-- Exercise description --
Present the rows below, from the start through the line containing "xmin=206 ymin=357 xmax=309 ymax=371", as a Markdown table with the columns "No." and "Line", numbering each line, skipping blank lines and leaving out the pictures.

-- Data provided --
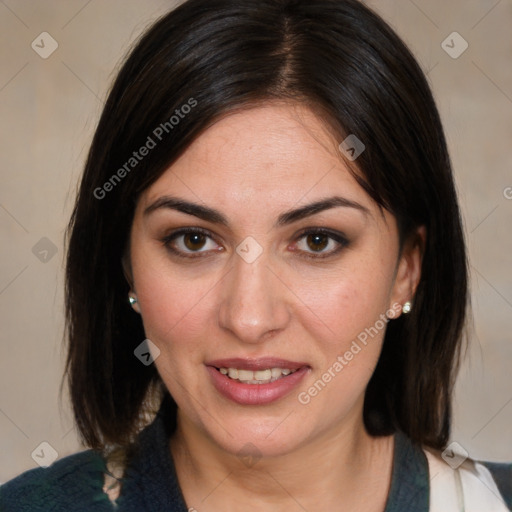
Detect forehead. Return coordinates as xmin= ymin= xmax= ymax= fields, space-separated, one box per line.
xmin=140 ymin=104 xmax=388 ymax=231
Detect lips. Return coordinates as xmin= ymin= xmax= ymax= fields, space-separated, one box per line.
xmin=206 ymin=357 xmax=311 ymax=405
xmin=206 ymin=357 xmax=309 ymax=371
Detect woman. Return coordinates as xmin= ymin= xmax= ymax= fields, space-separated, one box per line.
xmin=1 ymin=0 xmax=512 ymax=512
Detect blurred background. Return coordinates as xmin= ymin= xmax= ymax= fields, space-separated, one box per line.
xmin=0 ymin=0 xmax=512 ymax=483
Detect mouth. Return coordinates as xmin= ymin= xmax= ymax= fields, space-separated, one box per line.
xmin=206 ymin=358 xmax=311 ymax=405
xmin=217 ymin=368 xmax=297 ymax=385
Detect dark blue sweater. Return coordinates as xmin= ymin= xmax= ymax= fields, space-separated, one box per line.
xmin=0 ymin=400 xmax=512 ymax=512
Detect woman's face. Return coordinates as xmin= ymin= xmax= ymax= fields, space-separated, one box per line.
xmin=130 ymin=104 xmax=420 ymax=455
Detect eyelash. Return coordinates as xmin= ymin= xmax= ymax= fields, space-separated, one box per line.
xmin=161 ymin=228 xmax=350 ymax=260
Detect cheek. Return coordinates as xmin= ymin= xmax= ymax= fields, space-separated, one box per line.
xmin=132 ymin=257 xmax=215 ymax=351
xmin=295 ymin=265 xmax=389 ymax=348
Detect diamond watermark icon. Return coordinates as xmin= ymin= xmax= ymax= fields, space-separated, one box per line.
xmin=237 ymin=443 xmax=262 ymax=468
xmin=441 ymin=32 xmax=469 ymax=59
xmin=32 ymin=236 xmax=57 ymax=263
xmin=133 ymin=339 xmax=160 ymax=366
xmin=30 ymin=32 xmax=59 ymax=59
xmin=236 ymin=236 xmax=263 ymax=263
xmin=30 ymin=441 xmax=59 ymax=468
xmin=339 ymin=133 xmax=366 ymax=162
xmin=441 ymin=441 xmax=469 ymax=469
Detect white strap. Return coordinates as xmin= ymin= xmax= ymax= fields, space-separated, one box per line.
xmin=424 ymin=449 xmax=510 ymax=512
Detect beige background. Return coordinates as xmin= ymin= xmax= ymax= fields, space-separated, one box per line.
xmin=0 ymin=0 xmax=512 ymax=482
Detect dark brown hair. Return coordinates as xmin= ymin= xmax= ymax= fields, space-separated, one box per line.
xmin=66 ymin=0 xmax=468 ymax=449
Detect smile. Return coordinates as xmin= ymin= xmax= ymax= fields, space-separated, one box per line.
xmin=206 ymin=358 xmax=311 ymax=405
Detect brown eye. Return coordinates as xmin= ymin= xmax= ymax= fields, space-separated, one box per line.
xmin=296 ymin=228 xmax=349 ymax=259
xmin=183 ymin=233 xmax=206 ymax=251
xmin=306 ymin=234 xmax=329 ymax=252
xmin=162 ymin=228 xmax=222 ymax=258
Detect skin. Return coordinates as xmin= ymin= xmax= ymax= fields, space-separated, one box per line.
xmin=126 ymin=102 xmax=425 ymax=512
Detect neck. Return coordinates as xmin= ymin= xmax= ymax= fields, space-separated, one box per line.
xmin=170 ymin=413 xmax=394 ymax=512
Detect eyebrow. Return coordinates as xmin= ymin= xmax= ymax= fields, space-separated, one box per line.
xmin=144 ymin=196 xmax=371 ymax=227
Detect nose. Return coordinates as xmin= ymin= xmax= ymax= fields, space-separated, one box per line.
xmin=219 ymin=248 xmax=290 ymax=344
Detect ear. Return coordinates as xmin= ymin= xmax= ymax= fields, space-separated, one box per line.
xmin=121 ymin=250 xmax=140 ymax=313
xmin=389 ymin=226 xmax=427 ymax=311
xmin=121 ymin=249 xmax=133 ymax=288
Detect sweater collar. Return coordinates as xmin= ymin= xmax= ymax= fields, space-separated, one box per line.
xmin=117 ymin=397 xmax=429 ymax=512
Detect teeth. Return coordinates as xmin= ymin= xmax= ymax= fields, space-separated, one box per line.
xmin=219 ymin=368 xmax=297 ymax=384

-- Written reply --
| No. | Line |
|---|---|
| 1 | Detect forehead. Return coordinates as xmin= ymin= xmax= ymax= fields, space-separated, one box per line. |
| 2 | xmin=140 ymin=104 xmax=388 ymax=231 |
| 3 | Detect lips. Return coordinates as xmin= ymin= xmax= ymax= fields, space-separated, one box per line. |
| 4 | xmin=206 ymin=357 xmax=311 ymax=405 |
| 5 | xmin=206 ymin=357 xmax=309 ymax=371 |